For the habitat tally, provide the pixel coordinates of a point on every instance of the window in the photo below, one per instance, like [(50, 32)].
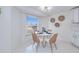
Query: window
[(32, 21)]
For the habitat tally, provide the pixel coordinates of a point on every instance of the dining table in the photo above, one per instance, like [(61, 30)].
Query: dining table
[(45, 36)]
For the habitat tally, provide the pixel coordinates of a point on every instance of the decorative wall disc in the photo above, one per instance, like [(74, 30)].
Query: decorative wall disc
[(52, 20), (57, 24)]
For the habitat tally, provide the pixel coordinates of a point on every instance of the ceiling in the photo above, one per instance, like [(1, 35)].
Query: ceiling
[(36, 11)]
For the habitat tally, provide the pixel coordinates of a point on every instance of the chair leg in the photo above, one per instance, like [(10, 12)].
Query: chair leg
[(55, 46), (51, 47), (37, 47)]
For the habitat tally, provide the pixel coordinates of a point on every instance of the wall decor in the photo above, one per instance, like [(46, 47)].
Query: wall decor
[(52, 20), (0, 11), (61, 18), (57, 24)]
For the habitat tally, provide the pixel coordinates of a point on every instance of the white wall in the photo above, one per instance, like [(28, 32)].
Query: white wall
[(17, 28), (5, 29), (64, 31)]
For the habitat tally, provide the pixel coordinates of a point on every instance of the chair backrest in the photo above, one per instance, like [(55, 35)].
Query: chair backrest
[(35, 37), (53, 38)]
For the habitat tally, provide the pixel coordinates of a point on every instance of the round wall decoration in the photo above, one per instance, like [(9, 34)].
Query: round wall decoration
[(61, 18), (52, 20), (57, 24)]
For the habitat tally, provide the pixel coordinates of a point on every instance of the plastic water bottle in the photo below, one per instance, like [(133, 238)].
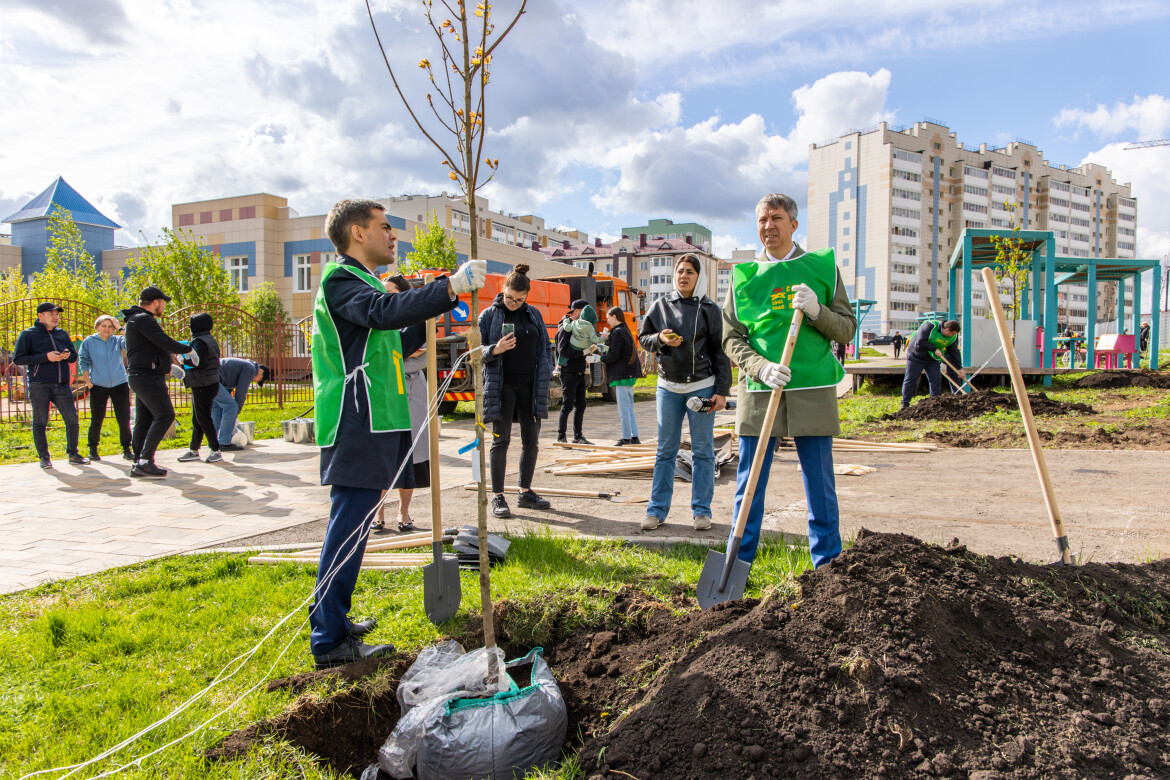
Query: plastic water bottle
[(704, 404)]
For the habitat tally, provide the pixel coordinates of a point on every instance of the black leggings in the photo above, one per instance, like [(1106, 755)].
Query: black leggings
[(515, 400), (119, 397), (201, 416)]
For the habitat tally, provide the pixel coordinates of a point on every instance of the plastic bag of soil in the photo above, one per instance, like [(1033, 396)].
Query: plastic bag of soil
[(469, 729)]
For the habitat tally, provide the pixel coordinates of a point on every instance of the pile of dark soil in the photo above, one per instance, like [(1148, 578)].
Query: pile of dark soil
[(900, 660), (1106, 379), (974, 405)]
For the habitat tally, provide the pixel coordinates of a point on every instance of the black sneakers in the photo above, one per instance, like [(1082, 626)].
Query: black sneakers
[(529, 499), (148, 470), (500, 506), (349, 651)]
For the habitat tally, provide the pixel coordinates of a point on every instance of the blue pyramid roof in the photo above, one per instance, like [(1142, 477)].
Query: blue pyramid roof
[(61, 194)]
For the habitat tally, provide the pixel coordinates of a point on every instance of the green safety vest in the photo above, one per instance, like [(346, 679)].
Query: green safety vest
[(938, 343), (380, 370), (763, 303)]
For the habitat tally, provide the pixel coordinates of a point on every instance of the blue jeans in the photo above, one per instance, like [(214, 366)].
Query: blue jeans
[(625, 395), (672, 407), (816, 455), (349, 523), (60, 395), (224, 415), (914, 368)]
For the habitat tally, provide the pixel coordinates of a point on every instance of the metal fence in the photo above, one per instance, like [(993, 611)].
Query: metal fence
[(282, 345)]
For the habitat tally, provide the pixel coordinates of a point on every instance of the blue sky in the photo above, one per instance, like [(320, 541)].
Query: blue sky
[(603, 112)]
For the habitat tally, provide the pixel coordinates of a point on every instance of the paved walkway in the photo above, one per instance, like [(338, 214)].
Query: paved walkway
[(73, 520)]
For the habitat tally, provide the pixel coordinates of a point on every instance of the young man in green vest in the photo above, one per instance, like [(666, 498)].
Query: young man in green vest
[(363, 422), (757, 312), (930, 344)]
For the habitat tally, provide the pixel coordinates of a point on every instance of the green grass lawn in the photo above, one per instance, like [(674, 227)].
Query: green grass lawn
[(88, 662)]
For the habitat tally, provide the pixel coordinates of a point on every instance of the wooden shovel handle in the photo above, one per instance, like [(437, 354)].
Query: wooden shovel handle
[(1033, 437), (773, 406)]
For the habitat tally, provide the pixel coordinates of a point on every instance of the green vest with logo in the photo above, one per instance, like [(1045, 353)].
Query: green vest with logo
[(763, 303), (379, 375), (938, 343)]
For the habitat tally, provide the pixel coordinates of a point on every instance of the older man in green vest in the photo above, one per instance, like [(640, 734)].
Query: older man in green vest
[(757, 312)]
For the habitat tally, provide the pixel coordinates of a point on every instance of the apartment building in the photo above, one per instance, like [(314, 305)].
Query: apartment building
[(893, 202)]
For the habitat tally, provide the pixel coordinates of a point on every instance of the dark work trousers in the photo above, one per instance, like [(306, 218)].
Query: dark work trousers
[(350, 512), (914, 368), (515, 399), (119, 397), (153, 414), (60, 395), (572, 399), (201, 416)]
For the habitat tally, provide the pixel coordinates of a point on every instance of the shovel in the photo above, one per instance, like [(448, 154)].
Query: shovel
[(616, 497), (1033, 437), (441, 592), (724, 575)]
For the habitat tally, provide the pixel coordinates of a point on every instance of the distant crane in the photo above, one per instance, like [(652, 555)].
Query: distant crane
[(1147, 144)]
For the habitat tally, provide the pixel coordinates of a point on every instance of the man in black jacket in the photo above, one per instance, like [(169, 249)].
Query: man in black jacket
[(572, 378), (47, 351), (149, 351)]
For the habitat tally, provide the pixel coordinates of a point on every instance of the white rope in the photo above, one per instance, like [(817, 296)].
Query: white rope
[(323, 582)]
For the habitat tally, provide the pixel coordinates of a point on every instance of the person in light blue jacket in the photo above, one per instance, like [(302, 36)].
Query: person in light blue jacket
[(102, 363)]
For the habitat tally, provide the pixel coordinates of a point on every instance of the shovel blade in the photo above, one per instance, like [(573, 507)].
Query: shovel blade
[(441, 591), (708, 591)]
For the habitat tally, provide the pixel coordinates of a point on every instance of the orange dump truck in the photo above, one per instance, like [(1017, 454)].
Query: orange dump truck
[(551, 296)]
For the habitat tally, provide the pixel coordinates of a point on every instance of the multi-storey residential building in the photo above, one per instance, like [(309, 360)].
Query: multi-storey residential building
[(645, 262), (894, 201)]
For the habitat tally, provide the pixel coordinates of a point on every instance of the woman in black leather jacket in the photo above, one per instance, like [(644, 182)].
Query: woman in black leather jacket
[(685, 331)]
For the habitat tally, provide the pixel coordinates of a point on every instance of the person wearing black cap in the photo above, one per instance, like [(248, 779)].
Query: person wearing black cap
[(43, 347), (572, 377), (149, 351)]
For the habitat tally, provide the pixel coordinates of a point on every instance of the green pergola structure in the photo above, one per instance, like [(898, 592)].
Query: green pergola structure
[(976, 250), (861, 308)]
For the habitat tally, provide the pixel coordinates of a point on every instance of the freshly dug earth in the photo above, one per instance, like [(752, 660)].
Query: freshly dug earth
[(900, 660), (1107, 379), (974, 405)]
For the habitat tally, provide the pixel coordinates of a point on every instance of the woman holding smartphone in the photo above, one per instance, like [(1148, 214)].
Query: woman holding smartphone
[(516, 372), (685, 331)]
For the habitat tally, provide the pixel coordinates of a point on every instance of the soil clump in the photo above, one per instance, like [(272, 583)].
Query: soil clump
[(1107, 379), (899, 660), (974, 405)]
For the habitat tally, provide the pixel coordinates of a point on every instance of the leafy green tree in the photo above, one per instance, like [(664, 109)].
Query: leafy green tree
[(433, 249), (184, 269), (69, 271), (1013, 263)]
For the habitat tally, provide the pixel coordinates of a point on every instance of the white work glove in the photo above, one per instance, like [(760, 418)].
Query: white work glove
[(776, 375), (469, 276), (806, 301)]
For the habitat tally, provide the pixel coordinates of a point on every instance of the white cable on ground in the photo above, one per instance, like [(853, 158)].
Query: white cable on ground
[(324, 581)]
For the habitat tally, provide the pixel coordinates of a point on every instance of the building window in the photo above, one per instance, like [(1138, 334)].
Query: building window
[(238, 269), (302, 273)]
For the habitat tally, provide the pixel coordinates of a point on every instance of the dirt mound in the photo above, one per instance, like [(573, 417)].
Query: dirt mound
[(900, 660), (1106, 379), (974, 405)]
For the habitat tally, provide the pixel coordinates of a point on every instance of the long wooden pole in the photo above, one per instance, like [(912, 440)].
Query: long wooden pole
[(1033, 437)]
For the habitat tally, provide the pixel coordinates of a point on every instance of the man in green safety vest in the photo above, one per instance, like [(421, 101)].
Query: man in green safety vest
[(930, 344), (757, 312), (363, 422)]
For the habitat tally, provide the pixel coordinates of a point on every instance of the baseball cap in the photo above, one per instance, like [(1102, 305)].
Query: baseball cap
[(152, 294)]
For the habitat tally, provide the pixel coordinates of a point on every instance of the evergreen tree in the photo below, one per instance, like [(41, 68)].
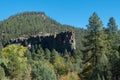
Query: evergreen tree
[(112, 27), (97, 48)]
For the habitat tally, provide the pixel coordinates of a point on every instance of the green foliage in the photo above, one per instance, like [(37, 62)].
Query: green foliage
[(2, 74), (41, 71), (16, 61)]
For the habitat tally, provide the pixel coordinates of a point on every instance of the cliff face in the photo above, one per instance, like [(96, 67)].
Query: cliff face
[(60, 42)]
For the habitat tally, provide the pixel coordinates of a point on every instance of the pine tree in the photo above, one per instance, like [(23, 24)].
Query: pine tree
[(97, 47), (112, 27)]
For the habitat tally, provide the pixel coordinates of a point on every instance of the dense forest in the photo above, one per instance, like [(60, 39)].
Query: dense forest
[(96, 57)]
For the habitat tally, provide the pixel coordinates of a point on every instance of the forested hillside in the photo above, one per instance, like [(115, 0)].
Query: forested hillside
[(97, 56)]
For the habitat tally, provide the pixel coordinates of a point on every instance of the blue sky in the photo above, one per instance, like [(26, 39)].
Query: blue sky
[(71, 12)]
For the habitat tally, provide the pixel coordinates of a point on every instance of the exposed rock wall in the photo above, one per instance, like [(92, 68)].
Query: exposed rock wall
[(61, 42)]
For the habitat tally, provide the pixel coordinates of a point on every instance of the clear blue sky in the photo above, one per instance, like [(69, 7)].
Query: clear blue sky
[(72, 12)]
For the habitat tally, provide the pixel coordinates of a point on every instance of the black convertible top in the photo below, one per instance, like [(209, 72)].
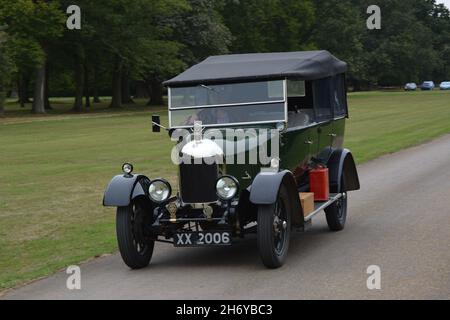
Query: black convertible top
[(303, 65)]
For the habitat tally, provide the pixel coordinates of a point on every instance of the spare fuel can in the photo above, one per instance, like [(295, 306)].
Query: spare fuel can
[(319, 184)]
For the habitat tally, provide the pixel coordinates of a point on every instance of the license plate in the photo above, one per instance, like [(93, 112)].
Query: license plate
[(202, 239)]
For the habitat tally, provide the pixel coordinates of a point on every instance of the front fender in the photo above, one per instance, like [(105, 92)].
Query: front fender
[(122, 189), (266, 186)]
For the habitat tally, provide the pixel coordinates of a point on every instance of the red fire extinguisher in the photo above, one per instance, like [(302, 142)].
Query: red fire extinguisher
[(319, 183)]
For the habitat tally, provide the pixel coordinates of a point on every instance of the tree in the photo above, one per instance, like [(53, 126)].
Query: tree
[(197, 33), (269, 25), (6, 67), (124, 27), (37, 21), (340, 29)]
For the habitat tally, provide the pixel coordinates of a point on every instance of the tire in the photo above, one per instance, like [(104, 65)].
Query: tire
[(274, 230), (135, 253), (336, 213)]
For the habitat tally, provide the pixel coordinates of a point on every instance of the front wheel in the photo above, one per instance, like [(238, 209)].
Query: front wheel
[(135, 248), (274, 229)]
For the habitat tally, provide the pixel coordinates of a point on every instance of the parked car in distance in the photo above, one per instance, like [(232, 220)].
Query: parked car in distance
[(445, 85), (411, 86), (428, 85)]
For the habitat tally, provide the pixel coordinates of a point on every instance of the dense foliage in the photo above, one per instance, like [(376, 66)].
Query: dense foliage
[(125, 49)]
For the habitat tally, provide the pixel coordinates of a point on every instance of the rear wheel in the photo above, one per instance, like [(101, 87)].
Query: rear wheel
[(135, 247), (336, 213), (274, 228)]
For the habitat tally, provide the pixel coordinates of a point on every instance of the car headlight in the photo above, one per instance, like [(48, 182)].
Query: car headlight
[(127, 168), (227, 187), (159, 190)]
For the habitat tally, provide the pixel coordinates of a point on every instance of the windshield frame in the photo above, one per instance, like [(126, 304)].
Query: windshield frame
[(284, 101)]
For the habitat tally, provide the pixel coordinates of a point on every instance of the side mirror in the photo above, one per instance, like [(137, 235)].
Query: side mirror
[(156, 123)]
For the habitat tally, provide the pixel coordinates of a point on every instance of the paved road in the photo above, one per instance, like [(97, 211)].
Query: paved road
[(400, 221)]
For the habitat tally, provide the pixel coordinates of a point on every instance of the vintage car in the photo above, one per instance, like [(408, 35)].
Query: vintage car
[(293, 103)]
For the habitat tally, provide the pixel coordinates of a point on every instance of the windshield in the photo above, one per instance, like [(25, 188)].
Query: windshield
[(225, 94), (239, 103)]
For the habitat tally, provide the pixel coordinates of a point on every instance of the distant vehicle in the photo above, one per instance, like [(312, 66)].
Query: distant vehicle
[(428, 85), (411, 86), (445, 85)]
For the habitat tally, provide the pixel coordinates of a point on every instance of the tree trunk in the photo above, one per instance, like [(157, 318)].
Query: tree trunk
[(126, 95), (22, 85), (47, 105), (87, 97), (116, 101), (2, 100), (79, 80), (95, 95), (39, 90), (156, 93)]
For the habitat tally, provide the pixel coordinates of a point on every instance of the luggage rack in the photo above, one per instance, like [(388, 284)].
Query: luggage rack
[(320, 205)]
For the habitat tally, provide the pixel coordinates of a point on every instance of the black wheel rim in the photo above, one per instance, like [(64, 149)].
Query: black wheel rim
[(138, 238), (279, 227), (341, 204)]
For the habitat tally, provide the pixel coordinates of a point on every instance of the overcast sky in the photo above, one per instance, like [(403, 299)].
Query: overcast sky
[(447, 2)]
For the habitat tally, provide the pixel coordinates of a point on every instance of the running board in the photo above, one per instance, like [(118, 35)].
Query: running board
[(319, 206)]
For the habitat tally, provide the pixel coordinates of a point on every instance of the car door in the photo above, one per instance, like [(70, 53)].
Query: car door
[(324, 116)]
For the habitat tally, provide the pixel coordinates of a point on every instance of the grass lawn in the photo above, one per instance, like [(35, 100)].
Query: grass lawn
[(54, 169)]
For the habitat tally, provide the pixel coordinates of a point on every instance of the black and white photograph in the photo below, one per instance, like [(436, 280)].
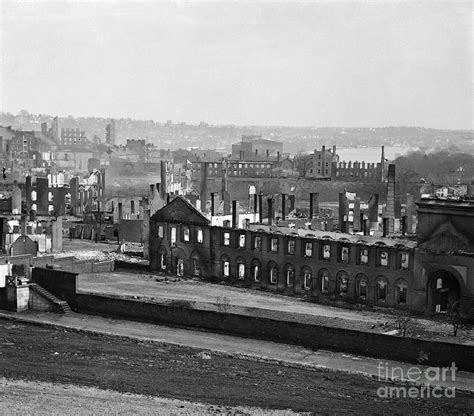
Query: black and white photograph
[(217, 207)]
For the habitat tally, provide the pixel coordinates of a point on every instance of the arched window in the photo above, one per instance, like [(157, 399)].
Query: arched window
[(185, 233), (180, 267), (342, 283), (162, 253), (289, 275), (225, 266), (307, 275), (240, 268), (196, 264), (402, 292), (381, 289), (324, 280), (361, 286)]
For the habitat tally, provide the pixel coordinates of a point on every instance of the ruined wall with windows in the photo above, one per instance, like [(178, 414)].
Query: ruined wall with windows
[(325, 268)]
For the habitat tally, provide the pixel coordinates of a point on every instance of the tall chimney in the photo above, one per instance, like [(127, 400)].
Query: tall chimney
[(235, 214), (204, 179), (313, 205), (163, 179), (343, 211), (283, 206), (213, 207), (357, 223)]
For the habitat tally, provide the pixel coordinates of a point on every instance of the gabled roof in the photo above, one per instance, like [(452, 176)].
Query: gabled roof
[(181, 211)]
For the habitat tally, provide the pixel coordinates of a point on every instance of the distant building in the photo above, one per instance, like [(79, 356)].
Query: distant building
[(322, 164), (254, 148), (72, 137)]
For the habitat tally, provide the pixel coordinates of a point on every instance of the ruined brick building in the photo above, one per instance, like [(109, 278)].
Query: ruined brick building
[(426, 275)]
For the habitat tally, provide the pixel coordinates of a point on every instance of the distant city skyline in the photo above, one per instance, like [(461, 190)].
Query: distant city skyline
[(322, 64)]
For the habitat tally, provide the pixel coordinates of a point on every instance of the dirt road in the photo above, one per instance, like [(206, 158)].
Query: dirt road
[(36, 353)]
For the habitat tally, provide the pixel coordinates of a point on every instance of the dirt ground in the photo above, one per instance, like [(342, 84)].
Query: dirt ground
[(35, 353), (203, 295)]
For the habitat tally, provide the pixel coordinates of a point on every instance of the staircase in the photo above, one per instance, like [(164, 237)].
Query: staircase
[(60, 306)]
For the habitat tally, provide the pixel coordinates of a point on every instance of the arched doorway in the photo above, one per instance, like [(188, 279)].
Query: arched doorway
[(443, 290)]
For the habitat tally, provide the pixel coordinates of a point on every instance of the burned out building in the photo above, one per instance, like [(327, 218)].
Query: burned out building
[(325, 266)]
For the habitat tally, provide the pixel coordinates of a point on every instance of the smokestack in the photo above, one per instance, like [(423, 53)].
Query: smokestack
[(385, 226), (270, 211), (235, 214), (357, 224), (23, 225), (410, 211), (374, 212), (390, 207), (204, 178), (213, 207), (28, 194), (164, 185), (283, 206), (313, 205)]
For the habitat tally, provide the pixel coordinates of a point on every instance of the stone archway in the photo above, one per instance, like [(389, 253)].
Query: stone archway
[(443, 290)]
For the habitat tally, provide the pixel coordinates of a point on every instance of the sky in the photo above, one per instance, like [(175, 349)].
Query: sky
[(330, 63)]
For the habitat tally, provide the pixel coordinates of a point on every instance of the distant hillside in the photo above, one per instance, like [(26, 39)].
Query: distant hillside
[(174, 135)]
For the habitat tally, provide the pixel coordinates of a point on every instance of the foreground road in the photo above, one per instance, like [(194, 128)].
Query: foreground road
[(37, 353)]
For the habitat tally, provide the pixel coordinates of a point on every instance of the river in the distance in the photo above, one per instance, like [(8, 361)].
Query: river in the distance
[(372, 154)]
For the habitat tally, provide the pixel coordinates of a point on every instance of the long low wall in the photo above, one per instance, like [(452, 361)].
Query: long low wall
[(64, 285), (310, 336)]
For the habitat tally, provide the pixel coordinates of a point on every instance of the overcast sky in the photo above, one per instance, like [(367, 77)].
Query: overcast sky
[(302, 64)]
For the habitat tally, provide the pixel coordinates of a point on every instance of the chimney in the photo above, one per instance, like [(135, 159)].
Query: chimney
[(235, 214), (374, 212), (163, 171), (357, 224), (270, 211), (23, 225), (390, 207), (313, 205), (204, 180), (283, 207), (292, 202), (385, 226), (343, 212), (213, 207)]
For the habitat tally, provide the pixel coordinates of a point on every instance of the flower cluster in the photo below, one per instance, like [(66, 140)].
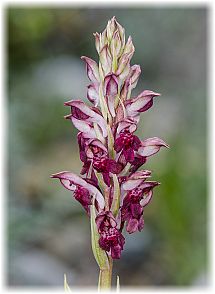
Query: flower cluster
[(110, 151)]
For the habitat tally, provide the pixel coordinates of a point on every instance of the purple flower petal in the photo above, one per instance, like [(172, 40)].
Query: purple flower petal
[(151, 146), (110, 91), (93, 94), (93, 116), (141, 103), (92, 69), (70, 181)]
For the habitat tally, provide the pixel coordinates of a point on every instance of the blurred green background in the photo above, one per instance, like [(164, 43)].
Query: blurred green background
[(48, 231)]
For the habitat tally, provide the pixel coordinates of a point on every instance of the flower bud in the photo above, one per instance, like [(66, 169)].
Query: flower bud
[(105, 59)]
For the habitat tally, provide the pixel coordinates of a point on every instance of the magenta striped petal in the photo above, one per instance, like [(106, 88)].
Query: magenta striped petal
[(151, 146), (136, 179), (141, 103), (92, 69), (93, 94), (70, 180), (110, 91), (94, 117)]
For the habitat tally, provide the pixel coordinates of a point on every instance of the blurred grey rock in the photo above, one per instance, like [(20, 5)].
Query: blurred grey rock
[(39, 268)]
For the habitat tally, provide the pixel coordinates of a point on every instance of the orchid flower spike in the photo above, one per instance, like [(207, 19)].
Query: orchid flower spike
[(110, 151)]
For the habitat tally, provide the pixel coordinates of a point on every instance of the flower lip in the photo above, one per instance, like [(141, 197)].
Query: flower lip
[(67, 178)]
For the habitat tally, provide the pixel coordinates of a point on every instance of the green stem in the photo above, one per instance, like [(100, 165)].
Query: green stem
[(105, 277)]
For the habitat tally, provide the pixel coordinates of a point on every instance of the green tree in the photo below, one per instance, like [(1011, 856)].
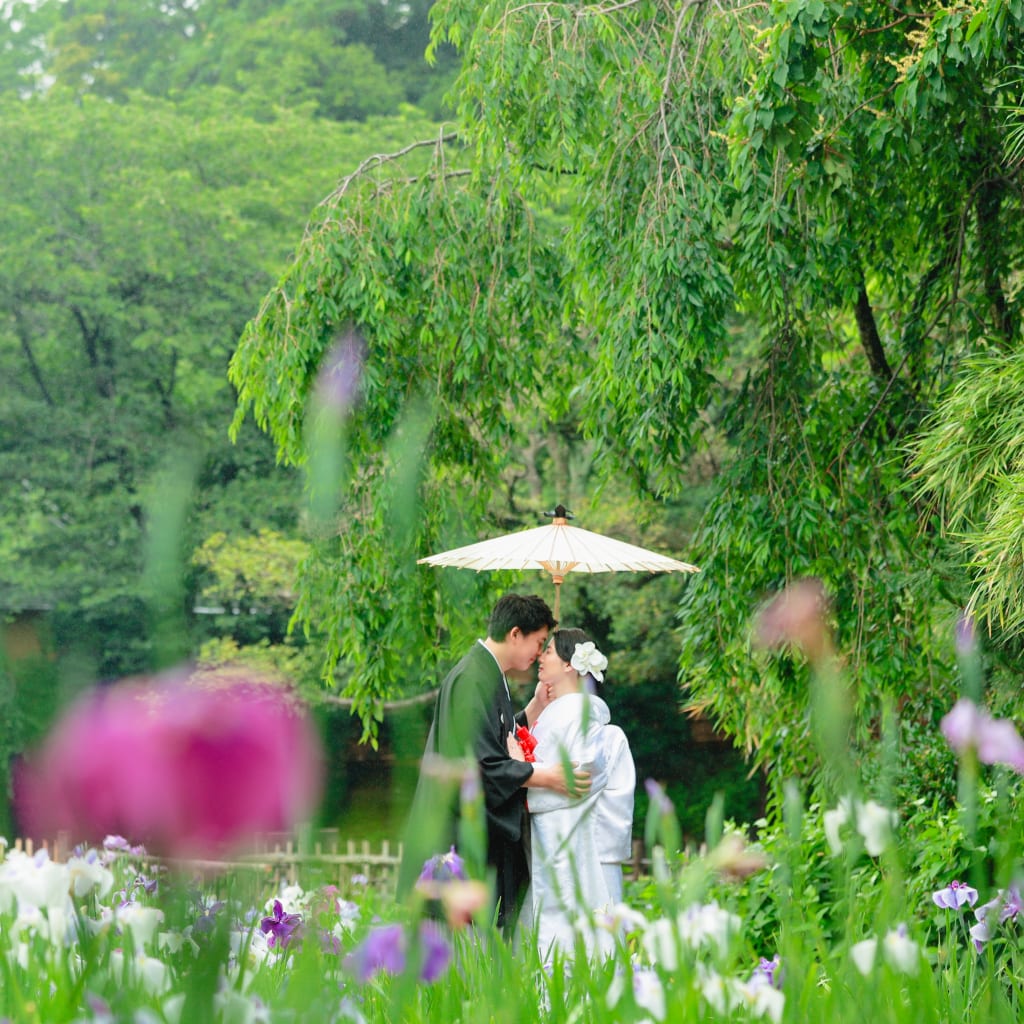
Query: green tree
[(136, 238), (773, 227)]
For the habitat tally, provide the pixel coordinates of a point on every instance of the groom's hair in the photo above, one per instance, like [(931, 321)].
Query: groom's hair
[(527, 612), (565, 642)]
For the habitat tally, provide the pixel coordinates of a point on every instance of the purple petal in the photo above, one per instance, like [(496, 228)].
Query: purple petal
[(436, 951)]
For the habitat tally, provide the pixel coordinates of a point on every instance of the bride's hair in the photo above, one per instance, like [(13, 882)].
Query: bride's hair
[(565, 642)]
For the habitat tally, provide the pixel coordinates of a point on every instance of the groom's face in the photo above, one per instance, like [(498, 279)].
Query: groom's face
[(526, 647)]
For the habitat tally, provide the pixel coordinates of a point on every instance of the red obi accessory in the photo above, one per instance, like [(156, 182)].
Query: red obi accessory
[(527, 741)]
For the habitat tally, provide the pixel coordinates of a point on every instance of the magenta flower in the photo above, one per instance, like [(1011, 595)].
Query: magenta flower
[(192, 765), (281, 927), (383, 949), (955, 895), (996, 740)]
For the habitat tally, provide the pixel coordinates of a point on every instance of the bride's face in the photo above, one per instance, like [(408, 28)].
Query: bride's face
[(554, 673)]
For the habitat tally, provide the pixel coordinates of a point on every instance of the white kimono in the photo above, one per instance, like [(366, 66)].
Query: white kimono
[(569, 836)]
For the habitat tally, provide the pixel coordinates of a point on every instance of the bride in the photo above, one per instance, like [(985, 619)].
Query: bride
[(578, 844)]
....
▶ [EXERCISE TASK] Rewrite the records from the start through the line containing "[(35, 37), (53, 38)]", swapping "habitat tally" for "room count" everywhere and changing nothing else. Leave the pictures out.

▶ [EXERCISE ANSWER]
For the room count, provide the pixel coordinates of a point on every instance of the window in the photo below, one per instance, like [(50, 32)].
Query: window
[(32, 21)]
For the room count, provide the pixel coordinates of a point on every instance of the dining table in the photo above, one per instance, like [(61, 30)].
Query: dining table
[(45, 36)]
For the room count, provide the pixel coordinates of a point on every instance of the decorative wall disc in the photo above, one per instance, like [(74, 30)].
Query: decorative wall disc
[(52, 20), (57, 24)]
For the room count, provide the pixel coordinates of a point on every instance of the ceiling in the photo above, one per instance, like [(1, 35)].
Query: ceiling
[(36, 11)]
For the room count, provide the pixel coordinates of a point on every instance of the chair leg in the photo above, one per instance, like [(10, 12)].
Query: chair leg
[(55, 46), (51, 47), (37, 47)]
For the room count, provide the pixel coordinates of a point on every instance of the wall decor in the photo above, one per instance, like [(46, 47)].
Query: wall decor
[(52, 20), (0, 11), (61, 18), (57, 24)]
For the room count, provide the pixel coordinates of a point on every instance of the white wall in the photo above, one per instance, like [(28, 32)].
Query: white wall
[(17, 28), (5, 29), (64, 31)]
For the room count, provide the pixel coordinates of a point on every instance of the chair backrest in the photo above, one per instance, like [(55, 35)].
Query: chair backrest
[(35, 37), (53, 38)]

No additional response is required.